How Are FMEA and RCA Connected? A Practical Guide for Maintenance Teams

Calendar
Duration:
8 min read
calendar today
Published on
June 1, 2026
Featured Image

FMEA (Failure Mode and Effects Analysis) and RCA (Root Cause Analysis) are two of the most powerful tools in a maintenance team's reliability toolkit — and they're more closely connected than most people realize. FMEA is a proactive method that predicts failures before they happen, while Root Cause Analysis is a reactive investigation that digs into why a failure already occurred. Together, they form a continuous improvement loop: FMEA helps you prevent failures, and RCA helps you learn from the ones that slip through. According to a Plant Engineering report, unplanned downtime costs industrial manufacturers an average of $250,000 per hour. Using both FMEA and RCA together is one of the most effective ways to reduce that number. This guide explains what each method does, how they differ, and how to use them as a connected system.

What Is FMEA?

The 5 core steps of FMEA: Define Scope, List Failure Modes, Assess Effects, Score RPN, Define Actions | Cryotos

Failure Mode and Effects Analysis (FMEA) is a structured, proactive risk assessment method. Maintenance and reliability engineers use it to identify every possible way an asset or process could fail, assess the consequences of each failure, and prioritize corrective actions before anything breaks down. The goal is to catch high-risk failure modes on paper — before they become unplanned downtime events on the plant floor.

FMEA was first developed by the U.S. military in the 1940s and has since become a standard practice in industries ranging from automotive to aerospace to manufacturing. The ISO 31000 risk management framework and the SAE J1739 standard both provide formal guidance on how to conduct FMEA correctly.

The 5 Core Steps of FMEA

  • Define the scope: Identify the system, asset, or process you are analyzing. Be specific — a centrifugal pump, a conveyor belt system, or a specific production line segment.
  • List potential failure modes: For each component, ask: "In what ways could this part fail?" Examples include bearing seizure, seal leak, motor overheating, or blade erosion.
  • Assess effects and causes: For each failure mode, document what would happen if it occurred and what conditions or root causes could trigger it.
  • Score the Risk Priority Number (RPN): Multiply Severity (S) × Occurrence (O) × Detection (D) scores on a 1–10 scale. Higher RPN scores demand immediate attention.
  • Define and assign actions: For high-RPN failure modes, assign preventive maintenance tasks, design changes, or inspection intervals to reduce risk.

Risk Priority Number (RPN) Explained

The Risk Priority Number is the numerical backbone of FMEA. It combines three scores — each rated 1 to 10 — to produce a priority ranking for every failure mode on your list.

> _Task set_
1. In the FMEA and RCA guide, who first developed FMEA, and when?
2. Extract the passage of the FMEA and RCA guide from "FMEA (Failure Mode" to "What Is FMEA?".
3. Extend the FMEA and RCA guide, picking up after its last sentence.

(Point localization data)
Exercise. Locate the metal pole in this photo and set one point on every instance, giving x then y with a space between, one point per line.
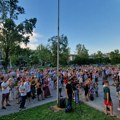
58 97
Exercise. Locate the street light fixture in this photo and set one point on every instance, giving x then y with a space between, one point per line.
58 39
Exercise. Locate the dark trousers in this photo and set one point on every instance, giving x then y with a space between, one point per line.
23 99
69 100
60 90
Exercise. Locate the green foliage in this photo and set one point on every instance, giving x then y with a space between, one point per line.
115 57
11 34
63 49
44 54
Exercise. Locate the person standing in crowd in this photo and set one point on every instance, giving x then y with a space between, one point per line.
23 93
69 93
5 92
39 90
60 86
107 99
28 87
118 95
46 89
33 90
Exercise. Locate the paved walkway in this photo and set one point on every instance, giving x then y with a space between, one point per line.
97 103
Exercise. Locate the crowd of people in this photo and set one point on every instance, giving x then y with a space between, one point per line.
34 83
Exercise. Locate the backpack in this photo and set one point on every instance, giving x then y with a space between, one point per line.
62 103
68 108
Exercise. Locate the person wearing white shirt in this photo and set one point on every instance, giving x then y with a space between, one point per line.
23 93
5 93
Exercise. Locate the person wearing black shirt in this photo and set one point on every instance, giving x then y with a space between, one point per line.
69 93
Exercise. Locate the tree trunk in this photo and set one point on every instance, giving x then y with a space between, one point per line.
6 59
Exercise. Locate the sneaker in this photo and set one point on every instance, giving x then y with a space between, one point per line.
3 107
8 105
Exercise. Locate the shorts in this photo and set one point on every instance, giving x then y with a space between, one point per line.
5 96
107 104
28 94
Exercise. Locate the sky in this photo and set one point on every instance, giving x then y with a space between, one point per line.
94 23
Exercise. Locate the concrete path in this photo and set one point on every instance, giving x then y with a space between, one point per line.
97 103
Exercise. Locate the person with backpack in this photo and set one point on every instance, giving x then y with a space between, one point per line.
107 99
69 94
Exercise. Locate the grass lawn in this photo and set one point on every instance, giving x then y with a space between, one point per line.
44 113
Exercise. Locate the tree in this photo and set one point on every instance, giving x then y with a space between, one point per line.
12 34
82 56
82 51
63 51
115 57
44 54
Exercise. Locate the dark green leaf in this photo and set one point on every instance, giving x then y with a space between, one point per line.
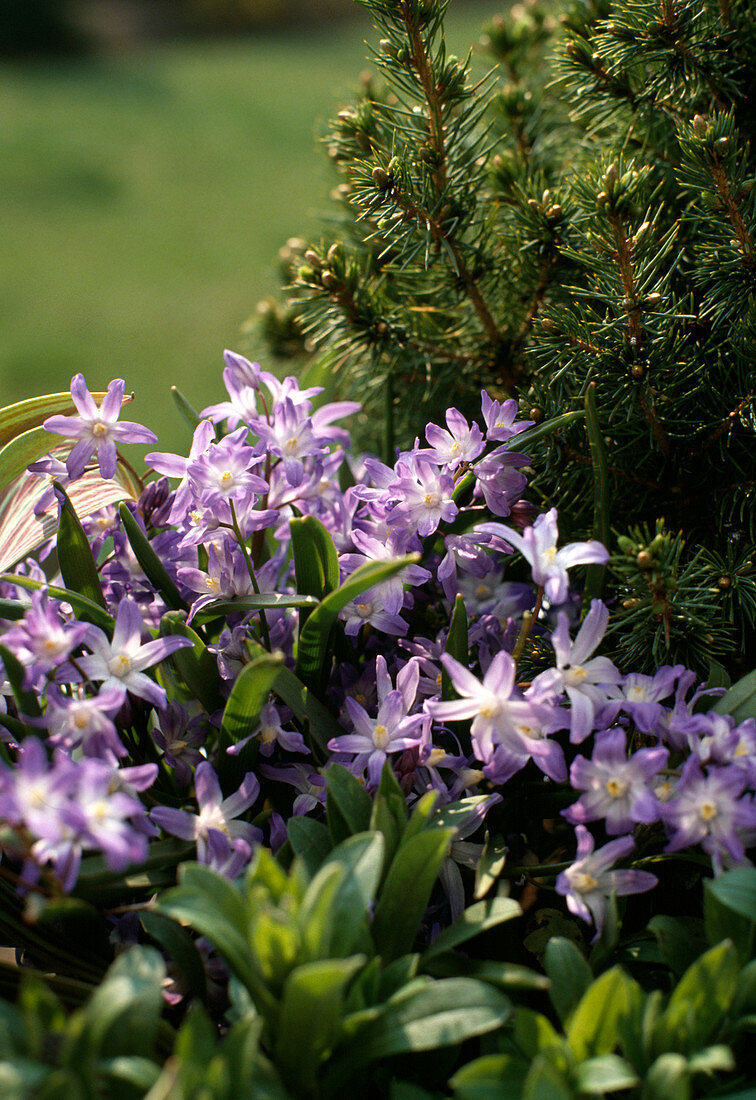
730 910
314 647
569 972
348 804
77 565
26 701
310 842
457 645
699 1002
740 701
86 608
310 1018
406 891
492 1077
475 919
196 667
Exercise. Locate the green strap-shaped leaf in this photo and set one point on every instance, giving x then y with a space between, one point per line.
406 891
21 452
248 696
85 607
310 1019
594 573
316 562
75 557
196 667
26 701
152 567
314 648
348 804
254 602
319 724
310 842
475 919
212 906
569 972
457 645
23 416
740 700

> _Expected outputs_
1. The U.S. military, in the 1940s.

2.
FMEA (Failure Mode and Effects Analysis) and RCA (Root Cause Analysis) are two of the most powerful tools in a maintenance team's reliability toolkit — and they're more closely connected than most people realize. FMEA is a proactive method that predicts failures before they happen, while Root Cause Analysis is a reactive investigation that digs into why a failure already occurred. Together, they form a continuous improvement loop: FMEA helps you prevent failures, and RCA helps you learn from the ones that slip through. According to a Plant Engineering report, unplanned downtime costs industrial manufacturers an average of $250,000 per hour. Using both FMEA and RCA together is one of the most effective ways to reduce that number. This guide explains what each method does, how they differ, and how to use them as a connected system.

What Is FMEA?

3.
  • Severity (S): How serious is the impact if this failure occurs? A score of 1 means negligible; 10 means a safety hazard or complete system failure.
  • Occurrence (O): How often is this failure mode likely to happen? A score of 1 means extremely rare; 10 means near-certain under normal operating conditions.
  • Detection (D): How easy is it to detect this failure before it causes harm? A score of 1 means it's almost always caught early; 10 means it's virtually undetectable.

An RPN above 100 is typically flagged as high-priority. Teams then focus their preventive efforts on the top-ranked failure modes first, making the best use of limited maintenance resources.

What Is Root Cause Analysis (RCA)?

Root Cause Analysis is a structured investigation method used after a failure, incident, or near-miss. The goal is not just to fix the symptom — it's to find and eliminate the underlying cause so the same problem doesn't come back. Done properly, RCA turns every failure into a learning event that makes the system more reliable over time.

Where FMEA asks "what could go wrong?", RCA asks "what actually went wrong, and why?" The two questions are complementary, not competing.

Common RCA Methods Used in Maintenance

  • 5 Whys: Ask "why?" five times in succession to peel back the layers of a problem. Best for straightforward failures with a clear cause chain. Simple, fast, and requires no special tools.
  • Maps out all possible categories of causes — Man, Machine, Method, Material, Measurement, Environment — in a visual format. Effective for complex failures with multiple contributing factors.
  • Fault Tree Analysis (FTA): A top-down, logic-based method that traces all paths that could lead to a specific failure event. Used widely in high-consequence industries like oil and gas, aviation, and nuclear power.
  • FRACAS (Failure Reporting, Analysis and Corrective Action System): A formal reporting loop where failures are logged, analyzed, and acted upon systematically across an organization.

When Should You Trigger an RCA?

Not every failure warrants a full RCA. Reserve formal investigations for events that meet one or more of these criteria: the failure caused or nearly caused a safety incident, the downtime cost exceeded a defined threshold (e.g., more than four hours of lost production), the same failure has recurred two or more times in a 90-day window, or the failure damaged a critical asset with long lead times for replacement parts. For minor failures, a quick 5 Whys is usually enough. For major or repeat failures, a structured method like Fishbone or FTA gives better results.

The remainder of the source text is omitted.